(Region pointing data)
|---|

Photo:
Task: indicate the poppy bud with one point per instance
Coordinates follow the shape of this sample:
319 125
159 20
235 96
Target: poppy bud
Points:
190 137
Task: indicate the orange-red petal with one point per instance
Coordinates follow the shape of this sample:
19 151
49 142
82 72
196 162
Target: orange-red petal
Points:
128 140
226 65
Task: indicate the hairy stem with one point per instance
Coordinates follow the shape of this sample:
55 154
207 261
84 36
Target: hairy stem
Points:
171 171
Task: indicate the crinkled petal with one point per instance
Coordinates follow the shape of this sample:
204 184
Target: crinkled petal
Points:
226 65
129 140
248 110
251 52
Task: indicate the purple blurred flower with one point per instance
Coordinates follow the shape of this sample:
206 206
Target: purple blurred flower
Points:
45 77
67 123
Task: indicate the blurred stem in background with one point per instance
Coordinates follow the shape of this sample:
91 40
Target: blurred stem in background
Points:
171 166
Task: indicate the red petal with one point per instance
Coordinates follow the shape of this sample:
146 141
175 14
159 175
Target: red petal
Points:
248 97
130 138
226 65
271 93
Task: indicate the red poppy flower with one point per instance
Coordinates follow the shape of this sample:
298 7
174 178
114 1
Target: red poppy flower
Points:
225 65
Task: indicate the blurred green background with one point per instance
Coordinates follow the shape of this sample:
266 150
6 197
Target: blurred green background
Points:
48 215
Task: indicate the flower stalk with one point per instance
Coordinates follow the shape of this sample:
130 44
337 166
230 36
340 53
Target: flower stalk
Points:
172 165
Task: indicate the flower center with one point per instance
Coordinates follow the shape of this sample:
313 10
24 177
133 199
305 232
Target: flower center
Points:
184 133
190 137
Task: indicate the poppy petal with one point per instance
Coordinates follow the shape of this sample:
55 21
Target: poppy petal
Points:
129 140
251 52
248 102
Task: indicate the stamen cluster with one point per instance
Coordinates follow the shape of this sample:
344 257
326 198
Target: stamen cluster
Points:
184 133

|---|

Reproduce exactly, please, only the lines from the start of the data above to the line that contains "Task: indicate the hairy", with both ends kept.

Task output
Photo:
Task: indicate the poppy bud with one point per instance
Coordinates follow the shape of this sample:
319 125
159 20
235 96
Target: poppy bud
Points:
190 137
Task: indicate the orange-red petal with one point per instance
Coordinates follow the shape of this sample:
19 151
49 142
82 72
196 162
Target: orange-red petal
Points:
128 140
226 65
Task: indicate the hairy stem with one point per instance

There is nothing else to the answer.